== Extrait choisi ==
Vendée Globe : la même course, mais un quotidien bien différent

On peut partager un Atlantique Sud, et n’avoir que peu de points communs. En cette dix-septième nuit de course – déjà, où seulement, c’est une question de point de vue -, deux cartes postales sonores bien différentes nous sont parvenues. Celle de Paul Meilhat d’abord, qui en neuvième position sur son IMOCA Biotherm, s’emploie à maintenir la cadence des lièvres lancés en plein duel avec la dépression. Et celle de Jingkun Xu, 38e, dont l’IMOCA Singchain Team Haikou longe encore les côtes brésiliennes, fermant la marche d’un deuxième peloton qui s’éloigne de plus en plus de son horizon. Deux marins qui partagent une même course, mais décidément pas le même quotidien.
« On est un peu rouillés, et un peu fatigués »Devant, c’est toujours le même programme : « Je fonce Alphonse ». Avec des intensités différentes entre chaque pointage – la prime nocturne va à Sébastien Simon (Groupe Dubreuil, 4e) qui semble avoir trouvé le moyen d’appuyer encore un peu plus fort sur la pédale, tandis que Thomas Ruyant (VULNERABLE, 2e) ralentissait un peu – mais peut-on vraiment parler de ralentir à 22,2 nœuds de moyenne sur 24 heures ?

== Données fournies ==
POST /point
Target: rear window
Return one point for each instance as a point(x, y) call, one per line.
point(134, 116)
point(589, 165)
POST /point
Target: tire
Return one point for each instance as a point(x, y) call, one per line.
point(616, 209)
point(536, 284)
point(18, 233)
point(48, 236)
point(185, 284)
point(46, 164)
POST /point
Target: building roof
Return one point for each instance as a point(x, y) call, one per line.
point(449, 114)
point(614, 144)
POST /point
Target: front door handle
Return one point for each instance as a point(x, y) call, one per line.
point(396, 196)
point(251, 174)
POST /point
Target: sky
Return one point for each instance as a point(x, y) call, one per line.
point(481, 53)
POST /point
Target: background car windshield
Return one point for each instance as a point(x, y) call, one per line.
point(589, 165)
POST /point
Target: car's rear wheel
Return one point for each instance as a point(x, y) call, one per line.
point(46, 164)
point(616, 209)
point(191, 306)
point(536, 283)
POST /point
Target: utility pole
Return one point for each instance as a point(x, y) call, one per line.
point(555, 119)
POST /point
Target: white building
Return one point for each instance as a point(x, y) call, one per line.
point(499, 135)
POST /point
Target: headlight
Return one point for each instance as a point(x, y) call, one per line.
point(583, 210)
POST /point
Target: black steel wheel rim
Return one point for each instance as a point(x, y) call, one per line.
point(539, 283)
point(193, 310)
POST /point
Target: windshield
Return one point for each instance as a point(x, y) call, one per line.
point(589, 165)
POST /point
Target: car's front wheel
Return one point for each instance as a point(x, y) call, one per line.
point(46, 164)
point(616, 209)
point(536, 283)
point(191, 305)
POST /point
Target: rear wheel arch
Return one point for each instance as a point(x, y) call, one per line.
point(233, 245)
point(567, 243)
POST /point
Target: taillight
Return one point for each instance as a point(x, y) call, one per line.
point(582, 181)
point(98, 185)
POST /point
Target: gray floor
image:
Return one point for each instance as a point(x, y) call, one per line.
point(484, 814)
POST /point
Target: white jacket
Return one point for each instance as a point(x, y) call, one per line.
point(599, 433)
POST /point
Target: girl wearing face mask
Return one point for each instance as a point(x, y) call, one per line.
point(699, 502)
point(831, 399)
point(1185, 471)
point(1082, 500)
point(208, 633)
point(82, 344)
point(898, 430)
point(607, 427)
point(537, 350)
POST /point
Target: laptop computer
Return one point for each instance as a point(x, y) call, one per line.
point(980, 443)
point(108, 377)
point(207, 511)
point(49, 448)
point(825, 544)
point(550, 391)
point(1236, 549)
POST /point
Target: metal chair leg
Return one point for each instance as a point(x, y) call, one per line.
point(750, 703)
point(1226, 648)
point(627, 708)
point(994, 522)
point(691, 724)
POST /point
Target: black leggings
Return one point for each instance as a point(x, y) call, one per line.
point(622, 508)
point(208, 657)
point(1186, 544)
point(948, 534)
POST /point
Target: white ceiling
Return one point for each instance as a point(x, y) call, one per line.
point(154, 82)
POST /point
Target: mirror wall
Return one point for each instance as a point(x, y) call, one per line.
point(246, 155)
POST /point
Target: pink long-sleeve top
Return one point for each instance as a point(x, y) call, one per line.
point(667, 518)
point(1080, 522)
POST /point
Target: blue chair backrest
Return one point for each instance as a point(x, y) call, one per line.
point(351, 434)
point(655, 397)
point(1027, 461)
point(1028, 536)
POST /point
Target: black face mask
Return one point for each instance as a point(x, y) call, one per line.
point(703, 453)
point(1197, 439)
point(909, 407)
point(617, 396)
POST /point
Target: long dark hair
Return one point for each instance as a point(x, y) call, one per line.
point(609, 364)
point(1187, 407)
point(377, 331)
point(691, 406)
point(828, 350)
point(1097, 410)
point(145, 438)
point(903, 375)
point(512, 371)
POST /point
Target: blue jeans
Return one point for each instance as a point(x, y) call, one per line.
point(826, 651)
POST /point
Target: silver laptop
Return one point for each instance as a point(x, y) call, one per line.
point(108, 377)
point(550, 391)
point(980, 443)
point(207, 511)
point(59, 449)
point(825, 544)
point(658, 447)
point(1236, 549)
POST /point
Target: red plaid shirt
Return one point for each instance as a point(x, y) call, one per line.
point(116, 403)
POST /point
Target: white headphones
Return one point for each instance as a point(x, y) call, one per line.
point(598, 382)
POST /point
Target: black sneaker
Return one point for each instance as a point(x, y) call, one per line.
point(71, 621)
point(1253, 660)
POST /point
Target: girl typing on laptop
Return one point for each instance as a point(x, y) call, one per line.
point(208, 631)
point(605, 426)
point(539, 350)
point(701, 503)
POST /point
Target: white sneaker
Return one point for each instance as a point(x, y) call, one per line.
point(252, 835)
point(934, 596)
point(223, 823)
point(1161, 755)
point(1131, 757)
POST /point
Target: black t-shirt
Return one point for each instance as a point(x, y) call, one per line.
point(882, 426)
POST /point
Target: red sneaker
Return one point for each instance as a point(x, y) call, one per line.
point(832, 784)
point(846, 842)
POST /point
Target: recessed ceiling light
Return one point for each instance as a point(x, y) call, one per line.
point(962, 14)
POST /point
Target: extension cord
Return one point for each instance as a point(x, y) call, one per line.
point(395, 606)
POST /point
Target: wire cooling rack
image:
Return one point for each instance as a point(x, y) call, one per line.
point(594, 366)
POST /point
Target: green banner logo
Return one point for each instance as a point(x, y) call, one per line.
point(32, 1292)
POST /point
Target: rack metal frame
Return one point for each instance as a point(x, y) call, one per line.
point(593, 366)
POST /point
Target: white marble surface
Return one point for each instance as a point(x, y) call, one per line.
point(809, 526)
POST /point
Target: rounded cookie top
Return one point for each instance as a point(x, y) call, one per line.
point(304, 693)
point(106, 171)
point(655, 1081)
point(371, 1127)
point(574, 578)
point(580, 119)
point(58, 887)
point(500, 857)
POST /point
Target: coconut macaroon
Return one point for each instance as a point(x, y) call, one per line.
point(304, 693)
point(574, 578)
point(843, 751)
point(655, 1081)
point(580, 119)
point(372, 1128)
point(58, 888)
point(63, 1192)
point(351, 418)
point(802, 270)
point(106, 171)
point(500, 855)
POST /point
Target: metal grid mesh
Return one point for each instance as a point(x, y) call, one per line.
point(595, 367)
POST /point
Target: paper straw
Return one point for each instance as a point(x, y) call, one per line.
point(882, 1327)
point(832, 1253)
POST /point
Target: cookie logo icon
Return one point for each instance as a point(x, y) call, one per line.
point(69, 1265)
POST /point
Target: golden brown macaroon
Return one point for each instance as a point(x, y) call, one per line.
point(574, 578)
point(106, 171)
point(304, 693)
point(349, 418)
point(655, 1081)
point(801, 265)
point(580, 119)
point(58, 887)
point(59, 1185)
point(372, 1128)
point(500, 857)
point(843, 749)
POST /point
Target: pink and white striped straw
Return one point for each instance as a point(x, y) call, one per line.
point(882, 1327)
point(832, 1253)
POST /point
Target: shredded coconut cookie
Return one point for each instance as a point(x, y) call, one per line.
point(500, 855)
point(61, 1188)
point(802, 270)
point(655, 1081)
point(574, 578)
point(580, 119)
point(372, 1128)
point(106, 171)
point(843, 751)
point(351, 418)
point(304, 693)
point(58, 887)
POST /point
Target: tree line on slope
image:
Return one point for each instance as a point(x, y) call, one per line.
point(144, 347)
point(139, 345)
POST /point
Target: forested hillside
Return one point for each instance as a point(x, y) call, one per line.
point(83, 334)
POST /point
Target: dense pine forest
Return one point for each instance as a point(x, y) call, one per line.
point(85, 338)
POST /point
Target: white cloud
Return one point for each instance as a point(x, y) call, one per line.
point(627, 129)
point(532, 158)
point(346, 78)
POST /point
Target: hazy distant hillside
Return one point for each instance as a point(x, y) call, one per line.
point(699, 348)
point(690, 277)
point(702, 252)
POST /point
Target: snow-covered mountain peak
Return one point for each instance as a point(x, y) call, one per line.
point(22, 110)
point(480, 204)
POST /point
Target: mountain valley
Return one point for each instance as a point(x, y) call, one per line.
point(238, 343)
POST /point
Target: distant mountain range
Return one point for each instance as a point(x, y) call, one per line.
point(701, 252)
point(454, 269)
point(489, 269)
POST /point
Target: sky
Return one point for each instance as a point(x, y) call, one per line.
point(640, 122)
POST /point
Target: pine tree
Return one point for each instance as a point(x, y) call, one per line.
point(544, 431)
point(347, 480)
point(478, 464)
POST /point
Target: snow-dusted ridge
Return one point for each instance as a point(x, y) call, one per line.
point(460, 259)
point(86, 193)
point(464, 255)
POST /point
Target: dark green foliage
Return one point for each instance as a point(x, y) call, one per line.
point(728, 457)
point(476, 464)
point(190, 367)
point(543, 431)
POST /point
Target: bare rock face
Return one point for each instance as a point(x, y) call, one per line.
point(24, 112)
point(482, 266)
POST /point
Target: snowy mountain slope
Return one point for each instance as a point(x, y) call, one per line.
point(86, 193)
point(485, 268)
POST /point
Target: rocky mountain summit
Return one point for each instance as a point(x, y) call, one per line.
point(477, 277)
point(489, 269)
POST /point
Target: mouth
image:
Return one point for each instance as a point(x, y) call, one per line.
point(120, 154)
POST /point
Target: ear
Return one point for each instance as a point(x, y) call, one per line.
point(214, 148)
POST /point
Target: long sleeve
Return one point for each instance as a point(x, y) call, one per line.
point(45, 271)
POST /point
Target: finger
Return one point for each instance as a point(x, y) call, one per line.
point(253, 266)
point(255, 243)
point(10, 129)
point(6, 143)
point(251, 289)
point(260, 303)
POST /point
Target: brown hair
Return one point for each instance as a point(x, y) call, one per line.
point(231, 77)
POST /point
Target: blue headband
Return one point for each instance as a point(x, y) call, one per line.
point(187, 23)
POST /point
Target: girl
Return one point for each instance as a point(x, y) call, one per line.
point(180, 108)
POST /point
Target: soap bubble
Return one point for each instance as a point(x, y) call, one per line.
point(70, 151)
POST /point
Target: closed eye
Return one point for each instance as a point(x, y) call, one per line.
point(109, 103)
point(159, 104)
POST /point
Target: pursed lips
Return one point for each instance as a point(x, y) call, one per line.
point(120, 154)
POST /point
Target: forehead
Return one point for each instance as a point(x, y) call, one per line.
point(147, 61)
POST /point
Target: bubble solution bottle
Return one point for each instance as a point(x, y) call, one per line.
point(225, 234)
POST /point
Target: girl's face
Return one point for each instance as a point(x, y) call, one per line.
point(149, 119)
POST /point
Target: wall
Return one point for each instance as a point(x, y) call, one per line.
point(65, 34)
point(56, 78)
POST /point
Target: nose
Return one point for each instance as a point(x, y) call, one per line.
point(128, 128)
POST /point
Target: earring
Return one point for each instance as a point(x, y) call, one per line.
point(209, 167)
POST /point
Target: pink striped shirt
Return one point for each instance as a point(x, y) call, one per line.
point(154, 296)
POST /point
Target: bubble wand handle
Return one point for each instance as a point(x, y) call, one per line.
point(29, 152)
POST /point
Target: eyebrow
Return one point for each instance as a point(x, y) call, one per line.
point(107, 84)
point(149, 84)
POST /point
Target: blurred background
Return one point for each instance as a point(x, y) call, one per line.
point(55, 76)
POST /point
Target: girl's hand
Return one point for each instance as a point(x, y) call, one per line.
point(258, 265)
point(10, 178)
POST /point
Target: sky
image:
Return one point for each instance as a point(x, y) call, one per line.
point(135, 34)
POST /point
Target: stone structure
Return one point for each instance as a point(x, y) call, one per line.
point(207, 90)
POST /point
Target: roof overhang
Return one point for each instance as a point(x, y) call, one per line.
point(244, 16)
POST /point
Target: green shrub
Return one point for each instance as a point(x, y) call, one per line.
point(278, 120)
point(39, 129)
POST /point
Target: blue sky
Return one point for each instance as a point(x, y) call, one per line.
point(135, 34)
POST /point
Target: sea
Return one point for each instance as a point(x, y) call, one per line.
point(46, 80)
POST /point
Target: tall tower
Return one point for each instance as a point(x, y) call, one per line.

== Consignes ==
**1.** Traduisez en anglais la phrase suivante de l'article sur le Vendée Globe : « On peut partager un Atlantique Sud, et n’avoir que peu de points communs. »
**2.** D'après l'article sur le Vendée Globe, comment s'appelle l'IMOCA de Jingkun Xu ?
**3.** Recopiez le passage de l'article sur le Vendée Globe compris entre « On peut partager » et « le même quotidien. », ces deux passages inclus.

== Réponses proposées ==
**1.** One can share a South Atlantic and still have little in common.

**2.** Singchain Team Haikou.

**3.**
On peut partager un Atlantique Sud, et n’avoir que peu de points communs. En cette dix-septième nuit de course – déjà, où seulement, c’est une question de point de vue -, deux cartes postales sonores bien différentes nous sont parvenues. Celle de Paul Meilhat d’abord, qui en neuvième position sur son IMOCA Biotherm, s’emploie à maintenir la cadence des lièvres lancés en plein duel avec la dépression. Et celle de Jingkun Xu, 38e, dont l’IMOCA Singchain Team Haikou longe encore les côtes brésiliennes, fermant la marche d’un deuxième peloton qui s’éloigne de plus en plus de son horizon. Deux marins qui partagent une même course, mais décidément pas le même quotidien.